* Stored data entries
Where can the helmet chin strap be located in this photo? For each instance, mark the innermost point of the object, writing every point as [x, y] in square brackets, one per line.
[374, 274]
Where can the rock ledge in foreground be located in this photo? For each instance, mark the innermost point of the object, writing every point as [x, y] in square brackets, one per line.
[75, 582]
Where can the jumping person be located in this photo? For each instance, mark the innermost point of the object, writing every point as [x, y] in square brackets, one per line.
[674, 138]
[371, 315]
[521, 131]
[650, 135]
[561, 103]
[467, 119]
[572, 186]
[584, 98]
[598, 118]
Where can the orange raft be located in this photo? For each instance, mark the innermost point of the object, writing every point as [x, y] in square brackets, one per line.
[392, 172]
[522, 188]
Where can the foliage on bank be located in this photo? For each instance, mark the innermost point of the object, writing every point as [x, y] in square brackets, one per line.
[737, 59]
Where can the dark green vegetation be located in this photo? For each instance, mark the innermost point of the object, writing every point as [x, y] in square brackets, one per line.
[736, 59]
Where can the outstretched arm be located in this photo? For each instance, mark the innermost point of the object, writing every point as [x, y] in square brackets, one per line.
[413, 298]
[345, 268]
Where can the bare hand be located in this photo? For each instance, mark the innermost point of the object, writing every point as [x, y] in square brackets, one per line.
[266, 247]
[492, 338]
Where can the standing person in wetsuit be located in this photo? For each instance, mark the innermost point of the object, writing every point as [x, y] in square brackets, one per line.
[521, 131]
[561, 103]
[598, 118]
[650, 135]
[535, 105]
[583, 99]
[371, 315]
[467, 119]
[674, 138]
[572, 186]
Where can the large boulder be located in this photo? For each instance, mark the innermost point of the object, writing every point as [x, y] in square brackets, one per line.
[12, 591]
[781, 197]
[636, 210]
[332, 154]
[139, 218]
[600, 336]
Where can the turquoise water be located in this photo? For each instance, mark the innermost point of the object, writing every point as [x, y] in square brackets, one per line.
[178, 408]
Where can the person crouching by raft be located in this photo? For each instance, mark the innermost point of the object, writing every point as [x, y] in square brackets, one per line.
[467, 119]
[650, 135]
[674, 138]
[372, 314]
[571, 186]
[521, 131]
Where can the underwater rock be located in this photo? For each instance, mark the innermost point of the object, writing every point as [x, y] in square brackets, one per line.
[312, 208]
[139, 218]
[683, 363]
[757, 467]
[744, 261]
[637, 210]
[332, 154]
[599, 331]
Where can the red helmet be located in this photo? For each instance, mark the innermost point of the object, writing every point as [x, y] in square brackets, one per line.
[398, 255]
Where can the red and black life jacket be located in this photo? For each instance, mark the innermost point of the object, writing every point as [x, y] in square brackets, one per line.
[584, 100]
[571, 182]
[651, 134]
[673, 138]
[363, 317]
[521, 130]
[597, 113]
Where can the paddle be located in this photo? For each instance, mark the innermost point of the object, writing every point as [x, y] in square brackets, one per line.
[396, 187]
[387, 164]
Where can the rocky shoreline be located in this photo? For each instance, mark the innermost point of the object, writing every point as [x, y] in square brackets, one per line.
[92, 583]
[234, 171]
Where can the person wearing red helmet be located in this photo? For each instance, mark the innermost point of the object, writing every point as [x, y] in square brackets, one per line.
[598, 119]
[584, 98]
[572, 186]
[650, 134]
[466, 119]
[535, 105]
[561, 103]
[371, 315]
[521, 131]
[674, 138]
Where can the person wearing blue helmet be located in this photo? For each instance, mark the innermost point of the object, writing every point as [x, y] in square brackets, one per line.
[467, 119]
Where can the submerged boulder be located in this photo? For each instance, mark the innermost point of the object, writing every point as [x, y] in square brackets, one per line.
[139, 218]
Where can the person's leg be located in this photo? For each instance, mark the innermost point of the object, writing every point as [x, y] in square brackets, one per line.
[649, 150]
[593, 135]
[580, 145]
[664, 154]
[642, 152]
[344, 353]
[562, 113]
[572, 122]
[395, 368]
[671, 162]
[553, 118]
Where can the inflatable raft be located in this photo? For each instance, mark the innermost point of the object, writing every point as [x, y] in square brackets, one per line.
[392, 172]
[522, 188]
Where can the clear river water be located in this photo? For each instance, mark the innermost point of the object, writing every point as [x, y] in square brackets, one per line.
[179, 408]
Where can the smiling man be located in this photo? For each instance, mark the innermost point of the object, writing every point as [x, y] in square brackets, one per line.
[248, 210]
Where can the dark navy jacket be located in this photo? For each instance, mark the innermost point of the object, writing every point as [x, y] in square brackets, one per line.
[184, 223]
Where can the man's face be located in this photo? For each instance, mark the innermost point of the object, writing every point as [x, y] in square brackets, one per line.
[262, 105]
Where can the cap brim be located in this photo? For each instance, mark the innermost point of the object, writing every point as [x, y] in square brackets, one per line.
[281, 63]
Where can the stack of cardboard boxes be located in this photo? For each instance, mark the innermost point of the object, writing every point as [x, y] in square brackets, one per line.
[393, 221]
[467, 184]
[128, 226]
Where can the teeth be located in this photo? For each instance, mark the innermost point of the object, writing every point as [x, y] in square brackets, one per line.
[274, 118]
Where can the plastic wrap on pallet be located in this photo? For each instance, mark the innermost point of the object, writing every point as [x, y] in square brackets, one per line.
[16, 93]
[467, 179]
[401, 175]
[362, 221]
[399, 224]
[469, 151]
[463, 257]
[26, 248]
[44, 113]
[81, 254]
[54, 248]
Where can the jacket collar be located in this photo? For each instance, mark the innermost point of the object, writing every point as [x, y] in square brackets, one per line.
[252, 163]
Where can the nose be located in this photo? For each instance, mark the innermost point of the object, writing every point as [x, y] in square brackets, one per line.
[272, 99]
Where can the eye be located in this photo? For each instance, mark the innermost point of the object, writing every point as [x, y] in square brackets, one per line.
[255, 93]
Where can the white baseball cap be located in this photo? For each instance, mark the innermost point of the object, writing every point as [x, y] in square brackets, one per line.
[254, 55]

* TASK DESCRIPTION
Copy all of the entries above exactly as shown.

* REPLY TO THE EXERCISE
Where can the helmet chin strap be located in this photo? For each instance, mark the innermost point of the object, writing every point as [x, y] in square brackets, one per line.
[374, 274]
Where can the rock ledge in foreground be located in this photo? For each instance, mark the innermost point of the object, writing every point as [x, y] in square brackets, one per line.
[75, 582]
Where can the jumping person be located in this photo? For each instance, mark the innermost point of the object, writing every point as [x, y] in square brackets, one per line.
[674, 138]
[371, 315]
[521, 131]
[650, 135]
[561, 103]
[467, 119]
[572, 186]
[584, 98]
[598, 118]
Where can the orange raft be located in this photo? For each instance, mark the innermost point of the object, writing every point as [x, y] in square brackets, one per line.
[392, 172]
[522, 188]
Where can the foliage on bank be located in this photo? For each instance, mark the innermost point of the object, writing every point as [x, y] in square brackets, one per line.
[737, 59]
Where can the dark green vegetation be located in this photo? For each instance, mark the innermost point of the object, writing every point as [x, y] in square brackets, one per line.
[736, 59]
Where can the outstretched arm be located in this photo? For each instance, mark the innermost point of the object, writing every point as [x, y] in square brackets, one per line.
[413, 298]
[345, 268]
Where can the bare hand be located in this photo? For each instance, mark the innermost point of the object, writing every point as [x, y] in square brackets, one per line.
[266, 247]
[492, 338]
Where can the standing person in wetsuit be located in this photo? For each instance, mark the innermost point of the object, writing every point as [x, y] in square brackets, one per line.
[521, 131]
[561, 103]
[598, 118]
[650, 135]
[535, 105]
[583, 99]
[371, 315]
[467, 119]
[674, 138]
[572, 186]
Where can the large boulder be located in this photo? For each instance, mark the innermost point of the object, writing every point as [x, y] in square brackets, one per line.
[12, 591]
[781, 197]
[636, 210]
[332, 154]
[139, 218]
[600, 336]
Where can the turquoise water be located in this photo? For each instance, mark the innermost point of the object, writing every point as [x, y] in square brackets, one per line.
[178, 408]
Where can the person crouching by raft be located in this photo? For each instance, mark the innermost point of the object, writing every point as [x, y] in square brackets, one per line.
[467, 119]
[650, 135]
[674, 138]
[372, 314]
[571, 186]
[521, 131]
Where can the underwater rock be located in this photo? For each instance, mark the innermost point of the object, writing every point as [x, y] in square brackets, one per line.
[312, 208]
[139, 218]
[683, 363]
[757, 467]
[744, 261]
[637, 210]
[332, 154]
[599, 331]
Where can the red helmet be located in this photo? For each instance, mark the innermost point of the object, writing every point as [x, y] in square brackets, one per line.
[398, 255]
Where can the red and black life jacket be located in this photo? For each instance, mark the innermost point of the object, writing every point as [x, y] in square brackets, one per line.
[584, 100]
[571, 182]
[651, 134]
[673, 138]
[363, 317]
[521, 130]
[597, 113]
Where can the paddle be located in this photo? For each instance, mark the innermost point of the object, writing every point as [x, y] in square brackets, one per line.
[396, 187]
[387, 164]
Where can the rocky shoreline be located in this photo? For each instance, mark the innermost point of the object, writing every point as [x, y] in square brackets, one per line.
[92, 583]
[234, 171]
Where can the person wearing red helmet be located in this photo? For each instance, mark the innermost point of the object, writing every point as [x, y] in square brackets, one per line.
[598, 119]
[584, 98]
[572, 186]
[650, 134]
[466, 119]
[535, 105]
[561, 103]
[371, 315]
[521, 131]
[674, 138]
Where can the person wearing blue helmet be located in this photo? For each instance, mark the innermost point of the object, writing every point as [x, y] in square brackets, one per line.
[467, 119]
Where can the submerged boulder be located in this photo? For each instance, mark the innermost point of the object, writing every point as [x, y] in square brackets, one per line.
[139, 218]
Where can the person's leg be located in this photo? For each instance, mark the innermost point of the object, writing every point as [x, y] in square brackets, one per line.
[649, 150]
[593, 135]
[580, 145]
[664, 154]
[642, 152]
[344, 353]
[562, 113]
[572, 122]
[395, 368]
[671, 162]
[553, 118]
Where can the inflatable raft be located in this photo? For each instance, mark the innermost point of the object, writing every point as [x, y] in square brackets, one per line.
[392, 172]
[522, 188]
Where can the clear river water be located in this photo? For each instance, mark the innermost point of the object, writing every point as [x, y] in square brackets, one per line.
[179, 408]
Where can the smiling man be located in this photo? For each instance, mark the innermost point of the object, writing every point as [x, y] in square brackets, one per line.
[248, 210]
Where can the dark navy jacket be located in this photo? For each instance, mark the innermost point of the object, writing every point as [x, y] in square brackets, one per line.
[184, 223]
Where can the man's face be located in this photo? For each instance, mark the innermost point of the object, writing every point as [x, y] in square brackets, one per line.
[262, 105]
Where can the cap brim be located in this photo? For each instance, mark the innermost point of the object, writing every point as [x, y] in square brackets, one per line.
[281, 63]
Where can the stack of cardboard boxes be located in this photo? For each instance, mark the innermost point of the object, writing every point as [x, y] in square brackets, one per line.
[393, 221]
[467, 184]
[128, 226]
Where can the teeth be located in this photo? For each instance, mark the innermost point of the object, writing every point as [x, y] in square brackets, one per line.
[274, 118]
Where can the plastic wrap on pallet be located in this photo? For each instance, mark the innermost point of the object, writing every point as [x, y] in square brackets, one per line.
[16, 93]
[467, 179]
[401, 175]
[362, 221]
[399, 224]
[469, 151]
[463, 257]
[26, 248]
[44, 113]
[81, 254]
[54, 248]
Where can the jacket collar be located in this photo? For each instance, mark the innermost point of the object, writing every point as [x, y] in square brackets, one per line.
[252, 163]
Where can the nose be located in this photo? For each instance, mark the innermost point of the object, writing every point as [x, y] in square brackets, one per line.
[272, 99]
Where can the eye be located in this photo? For each instance, mark the innermost point of the object, writing every point as [x, y] in square brackets, one per line.
[255, 93]
Where can the white baseball cap be located in this photo? For each instance, mark the innermost point of the object, writing every point as [x, y] in square brackets, one per line.
[254, 55]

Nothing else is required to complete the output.